*PROBLEM STATEMENT*.
Transcribe the whole passage about vampires below, word for word.

*EXCERPT TO READ*.
All about Vampires and Vampirism
There is no more terrifying figure than the vampire, a corpse which leaves its grave during the night in order to feast on the blood of the living and turn them into vampires. Most of us are familiar with ways to kill them and to protect ourselves: driving a stake through the heart, covering ourselves with garlic, carrying the thorns of wild roses or wearing silver crosses.
But are tales of blood-sucking cadavers more than mere legend? Do vampires really exist?
Since the beginning of civilization there have been stories in every culture of the undead drinking blood, vampire-like entities which prey on the living, Indian vampires called rakshasas appear in the Vedas in 1500 B.C. Malaysian vampires are called penanggalen, a bodiless head that feeds on children. The ancient Greeks and Romans believed in lamia, strigoi, or vrykolas, and the Chinese vampire is called xiang shi.

*DATA ROWS*.

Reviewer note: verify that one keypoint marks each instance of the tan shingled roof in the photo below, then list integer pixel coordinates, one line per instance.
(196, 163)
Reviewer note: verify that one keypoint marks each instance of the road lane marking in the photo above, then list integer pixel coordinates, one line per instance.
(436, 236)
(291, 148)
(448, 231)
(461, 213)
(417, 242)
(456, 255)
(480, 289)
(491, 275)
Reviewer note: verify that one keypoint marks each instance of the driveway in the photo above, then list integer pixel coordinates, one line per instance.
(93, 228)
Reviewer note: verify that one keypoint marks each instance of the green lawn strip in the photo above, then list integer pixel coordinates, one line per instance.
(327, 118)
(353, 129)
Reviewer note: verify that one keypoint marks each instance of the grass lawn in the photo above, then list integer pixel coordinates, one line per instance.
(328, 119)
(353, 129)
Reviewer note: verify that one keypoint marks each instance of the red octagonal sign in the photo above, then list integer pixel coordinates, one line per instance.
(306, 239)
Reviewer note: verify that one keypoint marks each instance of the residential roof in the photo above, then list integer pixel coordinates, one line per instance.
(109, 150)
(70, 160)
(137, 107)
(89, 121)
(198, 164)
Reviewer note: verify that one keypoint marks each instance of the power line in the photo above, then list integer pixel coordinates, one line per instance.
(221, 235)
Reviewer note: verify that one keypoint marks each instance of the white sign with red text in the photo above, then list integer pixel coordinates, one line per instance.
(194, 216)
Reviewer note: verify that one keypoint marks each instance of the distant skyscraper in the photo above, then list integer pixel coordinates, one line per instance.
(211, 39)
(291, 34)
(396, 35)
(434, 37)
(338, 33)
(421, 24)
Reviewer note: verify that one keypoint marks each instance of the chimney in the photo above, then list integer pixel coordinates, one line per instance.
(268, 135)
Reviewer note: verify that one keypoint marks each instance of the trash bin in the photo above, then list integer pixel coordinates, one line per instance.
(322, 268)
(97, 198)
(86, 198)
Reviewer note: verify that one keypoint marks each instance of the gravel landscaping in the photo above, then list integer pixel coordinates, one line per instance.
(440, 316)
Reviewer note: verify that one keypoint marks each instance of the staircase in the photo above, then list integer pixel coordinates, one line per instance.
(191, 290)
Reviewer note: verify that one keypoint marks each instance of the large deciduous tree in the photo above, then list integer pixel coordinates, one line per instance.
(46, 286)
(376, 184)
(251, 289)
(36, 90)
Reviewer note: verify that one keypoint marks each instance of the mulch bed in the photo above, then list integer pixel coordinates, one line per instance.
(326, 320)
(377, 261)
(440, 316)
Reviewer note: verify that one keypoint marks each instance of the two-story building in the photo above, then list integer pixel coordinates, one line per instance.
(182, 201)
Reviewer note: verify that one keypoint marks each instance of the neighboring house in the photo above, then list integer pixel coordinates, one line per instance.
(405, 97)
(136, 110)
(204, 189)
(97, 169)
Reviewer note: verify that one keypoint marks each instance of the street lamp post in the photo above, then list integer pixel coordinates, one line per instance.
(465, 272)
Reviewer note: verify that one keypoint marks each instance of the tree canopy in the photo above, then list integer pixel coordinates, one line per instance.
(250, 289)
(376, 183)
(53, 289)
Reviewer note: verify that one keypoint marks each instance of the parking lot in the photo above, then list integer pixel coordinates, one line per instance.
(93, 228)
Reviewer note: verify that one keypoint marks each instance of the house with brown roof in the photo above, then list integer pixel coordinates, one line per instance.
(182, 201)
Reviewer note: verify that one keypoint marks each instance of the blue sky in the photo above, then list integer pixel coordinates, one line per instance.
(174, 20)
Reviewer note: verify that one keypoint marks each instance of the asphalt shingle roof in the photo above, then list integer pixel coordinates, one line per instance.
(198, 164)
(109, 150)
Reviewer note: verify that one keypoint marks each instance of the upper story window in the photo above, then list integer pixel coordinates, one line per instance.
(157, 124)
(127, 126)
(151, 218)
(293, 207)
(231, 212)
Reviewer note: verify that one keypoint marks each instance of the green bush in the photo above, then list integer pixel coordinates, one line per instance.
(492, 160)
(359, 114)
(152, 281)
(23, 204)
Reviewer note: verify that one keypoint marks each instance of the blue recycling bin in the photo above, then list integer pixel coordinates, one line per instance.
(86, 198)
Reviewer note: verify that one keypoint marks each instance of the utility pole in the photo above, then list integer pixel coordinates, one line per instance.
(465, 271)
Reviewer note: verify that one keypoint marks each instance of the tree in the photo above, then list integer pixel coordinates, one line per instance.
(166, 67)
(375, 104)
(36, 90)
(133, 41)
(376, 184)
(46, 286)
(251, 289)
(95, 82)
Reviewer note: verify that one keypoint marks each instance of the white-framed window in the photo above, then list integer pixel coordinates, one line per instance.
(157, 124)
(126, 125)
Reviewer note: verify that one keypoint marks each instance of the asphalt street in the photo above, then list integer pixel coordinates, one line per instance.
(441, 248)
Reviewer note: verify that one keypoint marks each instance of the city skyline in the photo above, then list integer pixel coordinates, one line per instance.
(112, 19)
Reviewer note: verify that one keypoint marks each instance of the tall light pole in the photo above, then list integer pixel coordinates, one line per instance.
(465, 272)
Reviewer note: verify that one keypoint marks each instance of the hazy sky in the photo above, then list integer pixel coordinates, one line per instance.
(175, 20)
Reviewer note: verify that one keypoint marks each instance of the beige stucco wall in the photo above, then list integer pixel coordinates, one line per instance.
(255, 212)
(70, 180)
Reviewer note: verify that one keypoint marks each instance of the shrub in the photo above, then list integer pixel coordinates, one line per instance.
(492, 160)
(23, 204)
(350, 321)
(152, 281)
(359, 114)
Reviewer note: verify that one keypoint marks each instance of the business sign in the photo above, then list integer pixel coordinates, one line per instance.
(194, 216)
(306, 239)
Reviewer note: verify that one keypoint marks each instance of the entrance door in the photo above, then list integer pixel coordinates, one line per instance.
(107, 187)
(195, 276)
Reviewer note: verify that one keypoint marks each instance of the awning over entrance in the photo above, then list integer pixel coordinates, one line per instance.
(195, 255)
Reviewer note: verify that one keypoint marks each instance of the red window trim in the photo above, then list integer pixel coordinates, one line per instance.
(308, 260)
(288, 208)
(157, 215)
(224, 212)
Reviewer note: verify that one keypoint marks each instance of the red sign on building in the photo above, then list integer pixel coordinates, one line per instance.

*THE RESPONSE*.
All about Vampires and Vampirism
There is no more terrifying figure than the vampire, a corpse which leaves its grave during the night in order to feast on the blood of the living and turn them into vampires. Most of us are familiar with ways to kill them and to protect ourselves: driving a stake through the heart, covering ourselves with garlic, carrying the thorns of wild roses or wearing silver crosses.
But are tales of blood-sucking cadavers more than mere legend? Do vampires really exist?
Since the beginning of civilization there have been stories in every culture of the undead drinking blood, vampire-like entities which prey on the living, Indian vampires called rakshasas appear in the Vedas in 1500 B.C. Malaysian vampires are called penanggalen, a bodiless head that feeds on children. The ancient Greeks and Romans believed in lamia, strigoi, or vrykolas, and the Chinese vampire is called xiang shi.